What to produce:
Your output should be the entries below, exact in every detail.

Record set:
※ ※ ※
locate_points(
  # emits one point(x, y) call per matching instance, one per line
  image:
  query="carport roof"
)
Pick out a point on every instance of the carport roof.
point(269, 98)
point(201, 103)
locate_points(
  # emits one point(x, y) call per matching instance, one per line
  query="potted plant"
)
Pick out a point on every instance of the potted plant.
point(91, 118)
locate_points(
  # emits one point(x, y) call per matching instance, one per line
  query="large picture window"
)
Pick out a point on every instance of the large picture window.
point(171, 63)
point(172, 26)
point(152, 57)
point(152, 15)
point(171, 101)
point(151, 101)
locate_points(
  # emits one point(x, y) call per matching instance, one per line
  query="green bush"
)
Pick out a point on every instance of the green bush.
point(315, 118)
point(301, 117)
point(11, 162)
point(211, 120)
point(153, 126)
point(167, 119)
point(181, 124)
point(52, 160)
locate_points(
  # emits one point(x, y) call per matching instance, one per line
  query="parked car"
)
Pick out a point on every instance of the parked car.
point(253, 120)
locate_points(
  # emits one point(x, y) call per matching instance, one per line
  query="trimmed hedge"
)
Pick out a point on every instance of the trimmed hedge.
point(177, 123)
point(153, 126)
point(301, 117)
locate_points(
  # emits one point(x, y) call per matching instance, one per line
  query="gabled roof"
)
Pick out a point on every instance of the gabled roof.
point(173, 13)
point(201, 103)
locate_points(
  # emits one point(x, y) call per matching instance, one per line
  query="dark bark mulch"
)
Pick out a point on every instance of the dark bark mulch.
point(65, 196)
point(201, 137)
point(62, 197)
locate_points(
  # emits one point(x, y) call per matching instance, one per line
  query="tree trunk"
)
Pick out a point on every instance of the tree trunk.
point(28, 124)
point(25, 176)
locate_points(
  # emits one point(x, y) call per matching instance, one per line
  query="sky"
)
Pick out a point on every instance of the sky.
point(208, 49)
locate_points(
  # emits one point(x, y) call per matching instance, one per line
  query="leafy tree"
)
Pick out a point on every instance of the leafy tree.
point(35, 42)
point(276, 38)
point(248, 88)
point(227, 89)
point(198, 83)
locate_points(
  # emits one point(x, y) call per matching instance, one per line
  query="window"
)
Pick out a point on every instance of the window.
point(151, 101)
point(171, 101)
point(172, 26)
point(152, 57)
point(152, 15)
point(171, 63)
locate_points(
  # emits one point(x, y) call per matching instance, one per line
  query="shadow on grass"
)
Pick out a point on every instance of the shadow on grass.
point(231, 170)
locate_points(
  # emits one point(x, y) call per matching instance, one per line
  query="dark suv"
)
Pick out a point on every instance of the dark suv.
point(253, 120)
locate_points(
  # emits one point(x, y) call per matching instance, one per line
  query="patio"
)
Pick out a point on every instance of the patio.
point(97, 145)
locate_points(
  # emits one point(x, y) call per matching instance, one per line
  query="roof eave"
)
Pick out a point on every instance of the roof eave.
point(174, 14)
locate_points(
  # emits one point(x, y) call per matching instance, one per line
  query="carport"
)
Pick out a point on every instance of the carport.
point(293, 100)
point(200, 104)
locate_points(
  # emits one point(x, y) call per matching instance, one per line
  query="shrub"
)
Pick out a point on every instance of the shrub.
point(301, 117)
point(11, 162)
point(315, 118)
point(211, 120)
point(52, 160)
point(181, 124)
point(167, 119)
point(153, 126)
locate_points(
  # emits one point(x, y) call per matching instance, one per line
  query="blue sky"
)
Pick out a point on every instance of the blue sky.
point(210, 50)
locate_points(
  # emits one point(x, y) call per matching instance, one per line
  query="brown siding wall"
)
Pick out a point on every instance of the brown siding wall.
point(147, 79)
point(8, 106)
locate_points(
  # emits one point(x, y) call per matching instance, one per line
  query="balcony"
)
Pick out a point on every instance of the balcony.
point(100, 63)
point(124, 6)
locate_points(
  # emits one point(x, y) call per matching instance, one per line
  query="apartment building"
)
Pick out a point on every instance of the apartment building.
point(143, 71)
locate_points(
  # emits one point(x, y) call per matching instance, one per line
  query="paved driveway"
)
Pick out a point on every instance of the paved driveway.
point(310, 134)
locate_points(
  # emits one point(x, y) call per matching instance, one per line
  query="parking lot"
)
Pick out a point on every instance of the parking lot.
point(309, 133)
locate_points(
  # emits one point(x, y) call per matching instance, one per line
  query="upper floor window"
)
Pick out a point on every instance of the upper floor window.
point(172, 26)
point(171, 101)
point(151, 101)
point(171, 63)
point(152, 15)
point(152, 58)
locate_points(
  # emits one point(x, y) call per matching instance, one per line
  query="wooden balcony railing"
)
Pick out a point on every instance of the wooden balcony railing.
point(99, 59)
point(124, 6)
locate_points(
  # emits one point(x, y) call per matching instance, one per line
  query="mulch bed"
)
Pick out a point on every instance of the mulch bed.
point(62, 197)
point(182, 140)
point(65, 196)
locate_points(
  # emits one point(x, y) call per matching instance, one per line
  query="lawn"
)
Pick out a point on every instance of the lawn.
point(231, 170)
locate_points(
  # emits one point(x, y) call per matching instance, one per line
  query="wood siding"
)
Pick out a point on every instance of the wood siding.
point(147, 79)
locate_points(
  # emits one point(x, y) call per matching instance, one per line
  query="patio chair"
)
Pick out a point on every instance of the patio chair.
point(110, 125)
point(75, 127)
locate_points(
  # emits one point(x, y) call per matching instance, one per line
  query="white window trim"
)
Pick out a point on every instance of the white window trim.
※ ※ ※
Answer to the problem:
locate_points(
  # emits one point(x, y) call per matching instance, one per line
  image:
  query="carport roof"
)
Pick out a point on every instance of the carport roof.
point(269, 98)
point(201, 103)
locate_points(
  # emits one point(x, y) call per matching instance, one per line
  query="potted plant"
)
Pick out a point on every instance of the potted plant.
point(91, 118)
locate_points(
  # emits one point(x, y) call per matching instance, one per line
  query="large picture window"
)
Pick out a point on every instance of the large picture window.
point(171, 63)
point(172, 26)
point(152, 57)
point(152, 15)
point(171, 101)
point(151, 101)
locate_points(
  # emits one point(x, y) call per matching instance, one per line
  query="green bush"
)
Pick out a point on every instance of the green bush.
point(315, 118)
point(301, 117)
point(11, 162)
point(211, 120)
point(153, 126)
point(167, 119)
point(181, 124)
point(52, 160)
locate_points(
  # emits one point(x, y) call per matching instance, one per line
  query="parked car"
)
Pick out a point on every instance of the parked car.
point(253, 120)
locate_points(
  # emits one point(x, y) call per matching instance, one per line
  query="trimmed hedge"
)
Pick out a point on every instance of the trimmed hedge.
point(177, 123)
point(153, 126)
point(301, 117)
locate_points(
  # emits one point(x, y) call per matching instance, one per line
  query="gabled roof"
)
Pick out a point on every instance of the gabled roof.
point(173, 13)
point(201, 103)
locate_points(
  # emits one point(x, y) call per matching instance, one per line
  query="dark bark mulch"
)
Pick out a point on every instance of the dark bark mulch.
point(65, 196)
point(201, 137)
point(62, 197)
locate_points(
  # emits one point(x, y) call per matching instance, one per line
  query="tree trunk"
)
Pick out a point on every instance of the tree trunk.
point(28, 124)
point(25, 176)
locate_points(
  # emits one point(x, y) call per matching instance, one per line
  query="sky"
)
Pick out a point on every instance of the sky.
point(208, 49)
locate_points(
  # emits one point(x, y) call per matching instance, one per line
  query="leafy tree"
)
Pick out a point on every instance of the leafy tree.
point(35, 42)
point(276, 38)
point(248, 88)
point(227, 89)
point(198, 83)
locate_points(
  # emits one point(x, y) call per matching instance, one per line
  query="window"
)
Pick out a point on every instance of the window.
point(151, 101)
point(171, 101)
point(172, 26)
point(152, 57)
point(152, 15)
point(171, 63)
locate_points(
  # emits one point(x, y) call per matching instance, one per line
  query="shadow on grass"
)
Pick out a point on every instance of the shadow on grass.
point(231, 170)
locate_points(
  # emits one point(x, y) call per matching instance, one per line
  query="dark suv"
)
Pick out a point on every instance of the dark suv.
point(253, 120)
locate_points(
  # emits one point(x, y) call per matching instance, one per line
  query="patio"
)
Pick out a point on every instance of the patio.
point(97, 145)
locate_points(
  # emits one point(x, y) call per matching instance, one per line
  query="roof eave"
)
Pick out a point on every instance of the roof eave.
point(174, 14)
locate_points(
  # emits one point(x, y) call per matching instance, one per line
  query="carport"
)
Pick out a point on every instance of the carport.
point(293, 100)
point(200, 104)
locate_points(
  # emits one point(x, y) call per matching instance, one per line
  query="shrub"
)
Pick out a point on every instance of the shrub.
point(301, 117)
point(11, 162)
point(315, 118)
point(211, 120)
point(52, 160)
point(181, 124)
point(167, 119)
point(153, 126)
locate_points(
  # emits one point(x, y) call per matching instance, one per line
  query="blue sky"
)
Pick out a point on every instance of the blue sky.
point(210, 50)
locate_points(
  # emits one point(x, y) call per matching instance, one per line
  query="brown siding wall"
)
Pick out a point on every instance of the brown siding wall.
point(147, 79)
point(8, 106)
locate_points(
  # emits one point(x, y) call per matching instance, one per line
  query="balcony"
)
Pick out a point on every instance of the balcony.
point(100, 63)
point(124, 6)
locate_points(
  # emits one point(x, y) call per matching instance, one per line
  query="apartment building"
)
Pick out a point on every instance of the apartment building.
point(143, 71)
locate_points(
  # emits one point(x, y) call per matching instance, one per line
  query="paved driveway"
)
Pick out a point on every instance of the paved driveway.
point(310, 134)
locate_points(
  # emits one point(x, y) call per matching instance, one per line
  query="parking lot"
)
Pick out a point on every instance of the parking lot.
point(309, 133)
locate_points(
  # emits one point(x, y) call per matching instance, one per line
  query="upper floor window"
)
Pick out a point on every instance of the upper floor window.
point(172, 26)
point(171, 101)
point(151, 101)
point(171, 63)
point(152, 15)
point(152, 58)
locate_points(
  # emits one point(x, y) call per matching instance, one per line
  query="wooden balcony railing"
)
Pick out a point on every instance of the wooden balcony railing.
point(99, 59)
point(124, 6)
locate_points(
  # emits one point(x, y) call per matching instance, one per line
  query="mulch bed"
)
Pick out a point on every instance of the mulch bed.
point(62, 197)
point(182, 140)
point(65, 196)
locate_points(
  # emits one point(x, y) call per matching instance, one per line
  query="lawn"
)
Pick out a point on every instance of the lawn.
point(231, 170)
locate_points(
  # emits one point(x, y) call per matching instance, one per line
  query="wood siding"
)
Pick out a point on every instance of the wood siding.
point(147, 79)
locate_points(
  # emits one point(x, y) call per matching instance, one per line
  query="patio chair"
)
Pick out a point on every instance of the patio chair.
point(110, 125)
point(75, 127)
locate_points(
  # emits one point(x, y) call per matching instance, one per line
  query="white window trim"
)
Pick out a point on every instance of the white window trim.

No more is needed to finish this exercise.